# Start of DATA FOR PROCESSING

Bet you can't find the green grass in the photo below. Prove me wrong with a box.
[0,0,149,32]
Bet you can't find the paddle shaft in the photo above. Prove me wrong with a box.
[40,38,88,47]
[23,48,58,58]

# End of DATA FOR PROCESSING

◆ **STATED GOAL**:
Arrange the data above as a Markdown table with two columns, Row and Line. Put each nonblank line in its own row, numbered in order.

◆ **EXERCISE ANSWER**:
| Row | Line |
|---|---|
| 1 | Bet you can't find the green grass in the photo below. Prove me wrong with a box. |
| 2 | [0,0,149,32] |
| 3 | Bet you can't find the paddle shaft in the photo above. Prove me wrong with a box. |
| 4 | [40,38,88,47] |
| 5 | [23,48,58,58] |